SET TASK: Reproduce all of the records below, swapping every occurrence of "evenodd" for "nonzero" and leaving everything else as it is.

== == ==

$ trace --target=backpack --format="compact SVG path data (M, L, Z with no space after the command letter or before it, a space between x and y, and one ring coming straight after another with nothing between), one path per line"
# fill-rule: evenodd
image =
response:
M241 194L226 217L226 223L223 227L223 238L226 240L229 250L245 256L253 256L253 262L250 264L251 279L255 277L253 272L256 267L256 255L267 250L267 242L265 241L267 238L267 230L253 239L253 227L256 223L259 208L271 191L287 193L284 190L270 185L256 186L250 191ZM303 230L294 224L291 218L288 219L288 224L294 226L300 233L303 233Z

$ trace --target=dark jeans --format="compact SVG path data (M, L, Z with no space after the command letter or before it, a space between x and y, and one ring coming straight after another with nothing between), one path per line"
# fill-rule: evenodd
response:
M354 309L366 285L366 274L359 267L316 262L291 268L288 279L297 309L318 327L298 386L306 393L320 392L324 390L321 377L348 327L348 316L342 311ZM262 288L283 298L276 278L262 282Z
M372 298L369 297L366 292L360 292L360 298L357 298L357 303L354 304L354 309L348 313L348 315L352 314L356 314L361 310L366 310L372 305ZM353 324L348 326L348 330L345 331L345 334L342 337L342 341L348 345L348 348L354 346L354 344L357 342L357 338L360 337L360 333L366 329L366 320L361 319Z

== == ==

RESULT:
$ trace --target=backpack --format="compact SVG path data (M, L, Z with no space after the command letter or before it, a space between x and y, and one ring coming straight after another with nothing between), one path per line"
# fill-rule: nonzero
image =
response:
M241 194L226 217L226 223L223 227L223 238L226 240L229 250L245 256L253 256L253 262L250 264L251 279L255 277L253 272L256 267L256 255L267 250L267 242L265 241L267 238L267 230L253 239L253 227L256 223L259 208L271 191L287 193L284 190L270 185L256 186L250 191ZM303 230L294 224L291 218L288 219L288 224L294 226L300 233L303 233Z

$ trace --target=dark jeans --format="compact SVG path data (M, L, Z with no space after the command letter or before it, a space between x and y, and one ring coming straight after another with nothing between), one path per line"
# fill-rule: nonzero
response:
M354 309L366 285L366 274L359 267L316 262L291 268L288 279L297 309L318 327L298 386L306 393L320 392L324 390L321 377L348 327L348 316L342 311ZM262 288L283 298L276 278L262 282Z
M372 298L369 297L366 292L360 292L360 298L357 298L357 303L354 304L354 309L348 313L348 315L352 314L356 314L361 310L366 310L372 305ZM353 324L348 326L348 330L345 331L345 334L342 337L342 341L348 345L348 348L354 346L354 344L357 342L357 338L360 337L360 333L366 329L366 320L361 319Z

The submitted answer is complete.